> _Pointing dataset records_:
.....

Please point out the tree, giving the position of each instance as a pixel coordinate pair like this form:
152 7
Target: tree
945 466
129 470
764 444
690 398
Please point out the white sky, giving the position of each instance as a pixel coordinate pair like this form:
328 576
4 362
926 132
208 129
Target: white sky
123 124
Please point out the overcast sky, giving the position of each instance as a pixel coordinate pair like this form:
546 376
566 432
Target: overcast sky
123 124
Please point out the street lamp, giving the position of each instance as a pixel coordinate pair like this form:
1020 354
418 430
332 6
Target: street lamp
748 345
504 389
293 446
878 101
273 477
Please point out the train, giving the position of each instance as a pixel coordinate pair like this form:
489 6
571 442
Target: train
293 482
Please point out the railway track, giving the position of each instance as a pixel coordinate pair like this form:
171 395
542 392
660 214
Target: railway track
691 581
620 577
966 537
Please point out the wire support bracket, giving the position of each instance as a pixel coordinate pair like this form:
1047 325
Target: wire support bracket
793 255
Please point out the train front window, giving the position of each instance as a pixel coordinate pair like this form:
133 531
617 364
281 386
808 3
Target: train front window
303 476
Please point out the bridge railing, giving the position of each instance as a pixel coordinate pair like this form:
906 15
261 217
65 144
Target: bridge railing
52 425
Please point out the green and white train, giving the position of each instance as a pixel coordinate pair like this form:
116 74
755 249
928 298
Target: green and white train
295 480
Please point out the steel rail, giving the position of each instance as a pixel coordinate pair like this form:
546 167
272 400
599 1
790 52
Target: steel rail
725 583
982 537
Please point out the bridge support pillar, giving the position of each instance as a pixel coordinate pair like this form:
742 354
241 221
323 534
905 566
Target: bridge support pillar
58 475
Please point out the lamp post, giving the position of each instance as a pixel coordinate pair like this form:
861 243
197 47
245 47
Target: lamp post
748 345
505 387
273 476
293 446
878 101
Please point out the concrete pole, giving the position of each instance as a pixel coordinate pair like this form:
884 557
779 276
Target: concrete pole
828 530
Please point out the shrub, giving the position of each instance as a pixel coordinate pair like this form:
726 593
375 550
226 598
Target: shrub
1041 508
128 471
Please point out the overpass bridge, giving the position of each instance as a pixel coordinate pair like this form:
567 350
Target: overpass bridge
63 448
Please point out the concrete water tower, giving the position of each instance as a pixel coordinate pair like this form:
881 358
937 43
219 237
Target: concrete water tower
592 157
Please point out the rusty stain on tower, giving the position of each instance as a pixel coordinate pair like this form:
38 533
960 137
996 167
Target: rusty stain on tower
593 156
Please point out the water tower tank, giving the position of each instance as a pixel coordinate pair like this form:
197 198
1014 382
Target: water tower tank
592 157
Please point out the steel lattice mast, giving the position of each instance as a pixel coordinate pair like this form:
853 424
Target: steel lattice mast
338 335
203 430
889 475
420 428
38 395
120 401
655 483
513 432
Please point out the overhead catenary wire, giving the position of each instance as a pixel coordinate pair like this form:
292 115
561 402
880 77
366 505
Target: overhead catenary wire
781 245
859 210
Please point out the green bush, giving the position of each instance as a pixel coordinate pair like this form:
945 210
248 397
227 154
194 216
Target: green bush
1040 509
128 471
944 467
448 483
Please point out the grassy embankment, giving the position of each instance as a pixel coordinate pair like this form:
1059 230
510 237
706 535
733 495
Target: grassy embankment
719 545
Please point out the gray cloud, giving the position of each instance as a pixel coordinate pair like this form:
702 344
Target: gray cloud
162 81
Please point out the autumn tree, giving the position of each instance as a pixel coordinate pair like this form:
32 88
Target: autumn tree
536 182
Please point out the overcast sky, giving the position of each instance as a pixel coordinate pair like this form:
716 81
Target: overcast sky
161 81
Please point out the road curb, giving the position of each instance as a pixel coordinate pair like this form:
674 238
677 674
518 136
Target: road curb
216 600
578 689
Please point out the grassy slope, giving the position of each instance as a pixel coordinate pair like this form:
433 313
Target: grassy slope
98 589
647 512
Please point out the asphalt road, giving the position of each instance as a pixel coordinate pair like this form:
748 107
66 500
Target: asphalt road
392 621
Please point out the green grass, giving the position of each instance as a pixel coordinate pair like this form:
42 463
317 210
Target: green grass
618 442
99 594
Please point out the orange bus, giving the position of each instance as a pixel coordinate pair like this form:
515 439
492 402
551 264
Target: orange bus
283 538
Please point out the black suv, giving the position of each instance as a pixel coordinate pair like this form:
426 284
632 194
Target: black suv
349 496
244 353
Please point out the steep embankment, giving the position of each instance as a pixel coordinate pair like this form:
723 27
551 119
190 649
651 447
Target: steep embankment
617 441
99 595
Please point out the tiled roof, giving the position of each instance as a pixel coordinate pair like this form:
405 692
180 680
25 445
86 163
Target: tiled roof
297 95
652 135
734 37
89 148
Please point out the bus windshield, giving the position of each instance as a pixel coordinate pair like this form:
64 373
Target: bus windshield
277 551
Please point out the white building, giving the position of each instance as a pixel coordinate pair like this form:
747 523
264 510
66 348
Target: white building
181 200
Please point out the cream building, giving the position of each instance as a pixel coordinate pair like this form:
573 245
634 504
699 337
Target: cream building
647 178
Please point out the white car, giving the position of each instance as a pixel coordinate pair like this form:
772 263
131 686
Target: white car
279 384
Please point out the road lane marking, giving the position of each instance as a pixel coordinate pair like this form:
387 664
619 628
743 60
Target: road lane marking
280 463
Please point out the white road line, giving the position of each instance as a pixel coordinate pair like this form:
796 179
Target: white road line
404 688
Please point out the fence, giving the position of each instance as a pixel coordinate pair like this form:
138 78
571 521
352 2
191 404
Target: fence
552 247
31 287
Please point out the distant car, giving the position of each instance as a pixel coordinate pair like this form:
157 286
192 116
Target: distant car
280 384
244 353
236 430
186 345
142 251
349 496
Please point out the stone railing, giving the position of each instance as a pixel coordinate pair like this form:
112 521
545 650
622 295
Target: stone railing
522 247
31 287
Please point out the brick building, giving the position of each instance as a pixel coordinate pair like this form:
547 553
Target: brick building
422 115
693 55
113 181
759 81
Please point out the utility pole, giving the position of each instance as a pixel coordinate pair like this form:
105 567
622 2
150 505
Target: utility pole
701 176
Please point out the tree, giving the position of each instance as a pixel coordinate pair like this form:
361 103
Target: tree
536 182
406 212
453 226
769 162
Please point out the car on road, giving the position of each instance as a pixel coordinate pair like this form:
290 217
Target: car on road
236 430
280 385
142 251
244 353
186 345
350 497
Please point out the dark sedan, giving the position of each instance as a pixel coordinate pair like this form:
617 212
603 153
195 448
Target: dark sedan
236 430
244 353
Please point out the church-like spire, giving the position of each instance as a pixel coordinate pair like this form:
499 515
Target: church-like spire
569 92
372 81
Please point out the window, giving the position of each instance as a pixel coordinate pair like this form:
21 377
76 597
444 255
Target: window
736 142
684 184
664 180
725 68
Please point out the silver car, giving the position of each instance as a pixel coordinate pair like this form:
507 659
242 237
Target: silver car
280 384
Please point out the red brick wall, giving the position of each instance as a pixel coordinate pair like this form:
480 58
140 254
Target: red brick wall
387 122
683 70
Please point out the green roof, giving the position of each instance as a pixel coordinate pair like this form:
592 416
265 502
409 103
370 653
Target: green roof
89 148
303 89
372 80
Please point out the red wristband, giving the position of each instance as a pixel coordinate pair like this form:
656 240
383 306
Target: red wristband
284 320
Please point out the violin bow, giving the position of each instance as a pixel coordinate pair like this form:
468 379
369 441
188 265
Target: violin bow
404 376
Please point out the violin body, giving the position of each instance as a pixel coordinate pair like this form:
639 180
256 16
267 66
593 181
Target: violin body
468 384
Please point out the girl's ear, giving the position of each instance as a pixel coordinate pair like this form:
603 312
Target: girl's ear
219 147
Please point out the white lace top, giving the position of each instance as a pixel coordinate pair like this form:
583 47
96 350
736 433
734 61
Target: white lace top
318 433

.....

> _SET EXERCISE_: Transcribe the records above exactly, but only from the line that contains "Please point out the red wristband, giving" through their final line, inclusive.

> _ANSWER TO THE TASK_:
Please point out the red wristband, giving the position of each instance as a pixel coordinate pair like this form:
656 240
383 306
Target: red wristband
284 320
Please point out the violin bow, giving the position of each instance as a pixel coordinate pair like this form:
468 379
369 441
188 265
Target: violin bow
404 376
Please point out the violin body, giving the position of each instance as a pixel coordinate pair like this form:
639 180
256 16
267 66
593 181
Target: violin body
468 384
Please point out the girl's ear, giving the position of each instance as a pixel coordinate pair like this form:
603 312
Target: girl's ear
219 147
Please point out the white lace top, giving the position of each instance as a pixel coordinate pair like this form:
583 47
96 350
736 433
734 61
Target: white lace top
318 433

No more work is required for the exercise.